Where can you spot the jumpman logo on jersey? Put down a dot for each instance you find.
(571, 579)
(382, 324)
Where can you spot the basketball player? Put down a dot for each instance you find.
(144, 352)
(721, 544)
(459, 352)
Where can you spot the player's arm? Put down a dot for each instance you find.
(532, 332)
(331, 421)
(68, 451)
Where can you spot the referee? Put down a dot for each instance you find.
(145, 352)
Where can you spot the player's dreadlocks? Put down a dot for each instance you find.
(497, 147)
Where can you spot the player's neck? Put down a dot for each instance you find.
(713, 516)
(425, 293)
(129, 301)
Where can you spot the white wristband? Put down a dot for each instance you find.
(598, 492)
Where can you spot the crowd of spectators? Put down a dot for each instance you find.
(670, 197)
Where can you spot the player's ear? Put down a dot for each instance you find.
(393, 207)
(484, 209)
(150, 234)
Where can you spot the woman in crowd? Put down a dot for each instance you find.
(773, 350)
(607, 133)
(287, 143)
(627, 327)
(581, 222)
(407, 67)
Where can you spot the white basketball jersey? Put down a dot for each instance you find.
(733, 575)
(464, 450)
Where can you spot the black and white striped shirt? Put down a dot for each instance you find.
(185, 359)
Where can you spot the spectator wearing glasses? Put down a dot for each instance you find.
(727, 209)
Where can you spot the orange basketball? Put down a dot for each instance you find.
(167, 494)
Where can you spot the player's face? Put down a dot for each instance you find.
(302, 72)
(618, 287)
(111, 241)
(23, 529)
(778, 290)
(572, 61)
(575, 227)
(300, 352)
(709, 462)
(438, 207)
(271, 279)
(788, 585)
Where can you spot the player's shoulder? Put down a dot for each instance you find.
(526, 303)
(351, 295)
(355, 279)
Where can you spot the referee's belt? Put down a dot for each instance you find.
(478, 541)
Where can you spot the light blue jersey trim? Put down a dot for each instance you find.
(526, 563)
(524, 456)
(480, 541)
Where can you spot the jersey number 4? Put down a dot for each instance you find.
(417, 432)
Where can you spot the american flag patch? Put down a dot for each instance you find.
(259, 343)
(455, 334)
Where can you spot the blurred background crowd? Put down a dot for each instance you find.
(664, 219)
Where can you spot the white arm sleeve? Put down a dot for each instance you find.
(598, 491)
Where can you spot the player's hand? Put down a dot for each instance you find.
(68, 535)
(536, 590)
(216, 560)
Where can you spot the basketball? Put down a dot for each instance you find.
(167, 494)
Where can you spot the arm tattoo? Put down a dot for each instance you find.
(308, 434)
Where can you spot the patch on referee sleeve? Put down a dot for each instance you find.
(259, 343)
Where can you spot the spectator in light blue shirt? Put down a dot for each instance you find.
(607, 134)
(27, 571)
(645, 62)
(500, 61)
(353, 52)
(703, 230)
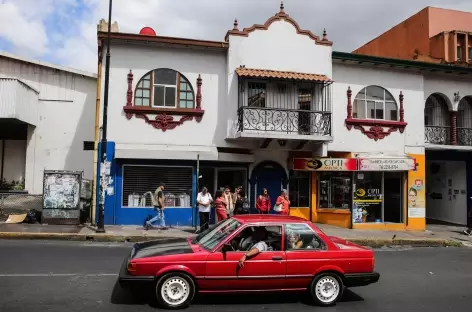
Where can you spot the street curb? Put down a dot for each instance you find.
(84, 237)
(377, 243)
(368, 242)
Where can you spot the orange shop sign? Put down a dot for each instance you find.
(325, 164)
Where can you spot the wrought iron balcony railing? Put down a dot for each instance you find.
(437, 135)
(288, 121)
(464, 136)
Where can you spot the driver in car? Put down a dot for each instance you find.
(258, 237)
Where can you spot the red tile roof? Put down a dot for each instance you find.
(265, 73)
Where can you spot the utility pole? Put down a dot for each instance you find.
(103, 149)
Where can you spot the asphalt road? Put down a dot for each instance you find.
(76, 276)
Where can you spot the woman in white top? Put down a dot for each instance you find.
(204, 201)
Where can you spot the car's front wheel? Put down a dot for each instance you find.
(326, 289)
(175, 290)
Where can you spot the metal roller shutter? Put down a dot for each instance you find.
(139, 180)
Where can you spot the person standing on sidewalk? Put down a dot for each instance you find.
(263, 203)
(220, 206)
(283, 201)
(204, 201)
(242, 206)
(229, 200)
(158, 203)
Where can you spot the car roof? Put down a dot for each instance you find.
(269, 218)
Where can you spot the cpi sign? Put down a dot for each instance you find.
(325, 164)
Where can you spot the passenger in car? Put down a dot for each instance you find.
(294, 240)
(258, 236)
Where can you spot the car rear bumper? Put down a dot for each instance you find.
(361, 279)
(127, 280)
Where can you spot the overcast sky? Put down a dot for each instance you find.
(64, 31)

========

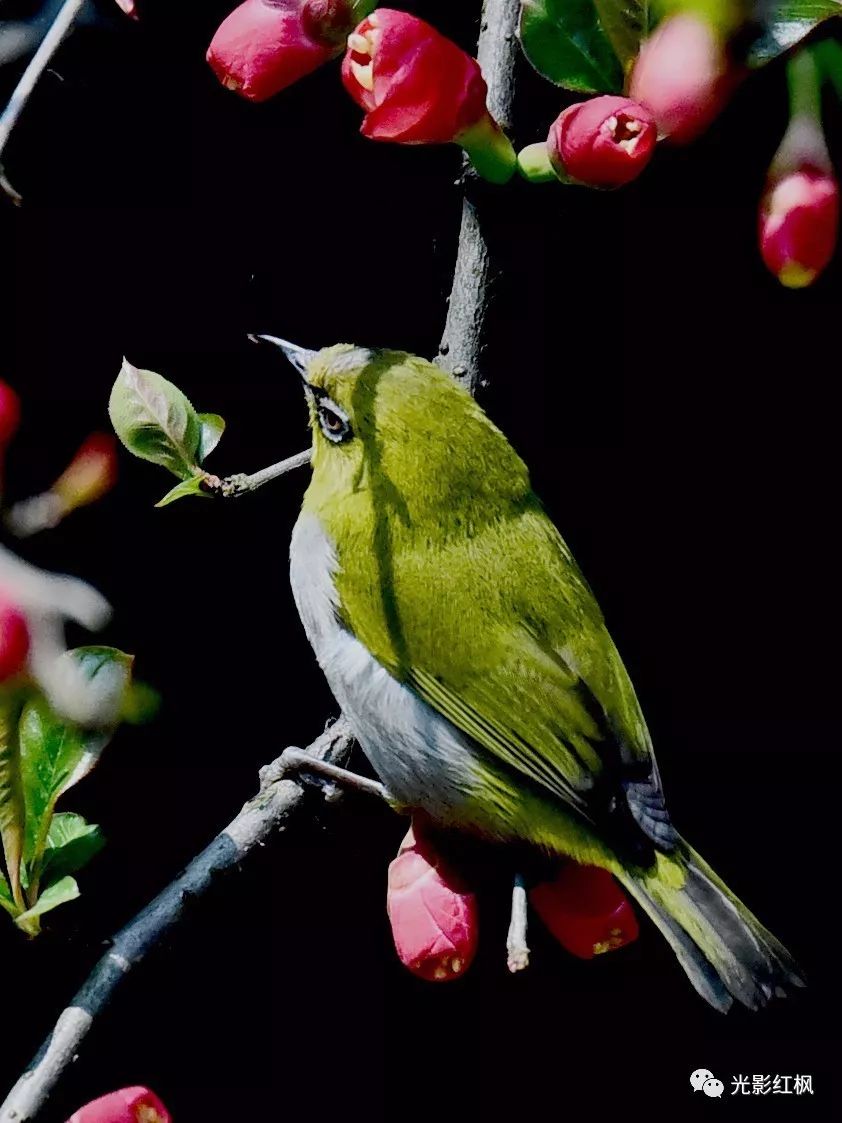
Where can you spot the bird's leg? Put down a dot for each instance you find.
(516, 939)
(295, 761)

========

__YOUR OBJECTIVE__. Select every line in the records above that contains the word "orange".

__CORRECT RESPONSE__.
Where can you spot the orange basketball? Put down a dot for each instance you find.
Where can you spot the orange shop sign? Put down a dot for each instance you find.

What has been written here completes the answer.